• [Entries]
····················

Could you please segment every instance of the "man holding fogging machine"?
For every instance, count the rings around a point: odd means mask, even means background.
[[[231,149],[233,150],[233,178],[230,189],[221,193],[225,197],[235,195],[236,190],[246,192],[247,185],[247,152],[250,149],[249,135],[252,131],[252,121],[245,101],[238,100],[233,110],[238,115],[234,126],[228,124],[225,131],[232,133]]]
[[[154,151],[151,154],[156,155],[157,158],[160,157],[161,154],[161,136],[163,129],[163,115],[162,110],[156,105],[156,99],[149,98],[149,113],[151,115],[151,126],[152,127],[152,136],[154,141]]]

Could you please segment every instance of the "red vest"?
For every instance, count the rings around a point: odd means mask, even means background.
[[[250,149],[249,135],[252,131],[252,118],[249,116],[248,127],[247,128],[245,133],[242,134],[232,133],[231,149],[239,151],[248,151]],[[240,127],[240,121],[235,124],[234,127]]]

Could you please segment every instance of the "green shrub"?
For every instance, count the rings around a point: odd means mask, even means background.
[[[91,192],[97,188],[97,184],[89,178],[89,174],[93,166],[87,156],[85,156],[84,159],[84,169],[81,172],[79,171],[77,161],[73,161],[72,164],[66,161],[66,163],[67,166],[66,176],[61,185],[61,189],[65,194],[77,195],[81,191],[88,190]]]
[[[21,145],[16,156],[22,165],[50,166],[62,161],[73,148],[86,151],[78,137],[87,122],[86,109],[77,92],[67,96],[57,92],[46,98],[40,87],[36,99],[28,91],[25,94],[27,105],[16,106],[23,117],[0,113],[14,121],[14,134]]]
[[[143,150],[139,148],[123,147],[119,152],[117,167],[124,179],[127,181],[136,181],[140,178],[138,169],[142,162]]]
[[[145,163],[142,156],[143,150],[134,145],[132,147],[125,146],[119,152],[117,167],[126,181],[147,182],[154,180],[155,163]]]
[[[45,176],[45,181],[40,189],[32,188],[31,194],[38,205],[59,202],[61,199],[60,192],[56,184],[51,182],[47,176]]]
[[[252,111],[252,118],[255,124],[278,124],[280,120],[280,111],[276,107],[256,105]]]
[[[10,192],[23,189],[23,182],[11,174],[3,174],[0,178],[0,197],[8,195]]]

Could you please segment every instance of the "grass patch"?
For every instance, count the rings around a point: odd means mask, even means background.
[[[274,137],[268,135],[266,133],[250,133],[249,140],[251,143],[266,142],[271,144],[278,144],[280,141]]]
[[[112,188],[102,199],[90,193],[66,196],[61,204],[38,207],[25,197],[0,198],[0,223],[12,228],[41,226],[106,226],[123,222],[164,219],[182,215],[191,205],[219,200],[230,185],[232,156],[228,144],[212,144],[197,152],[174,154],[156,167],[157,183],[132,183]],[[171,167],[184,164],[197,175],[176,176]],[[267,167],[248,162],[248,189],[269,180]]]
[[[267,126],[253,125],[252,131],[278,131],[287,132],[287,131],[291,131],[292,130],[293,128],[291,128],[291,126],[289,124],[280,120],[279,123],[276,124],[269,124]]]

····················

• [Set exercise] List each line in the items above that contains the word "segment", matching case exactly.

• [Solution to the exercise]
Could you please segment every instance of the "man holding fogging machine"?
Could you please segment every instance of the "red vest"?
Could you please segment every instance of the "green shrub"?
Could you please segment every instance of the "grass patch"?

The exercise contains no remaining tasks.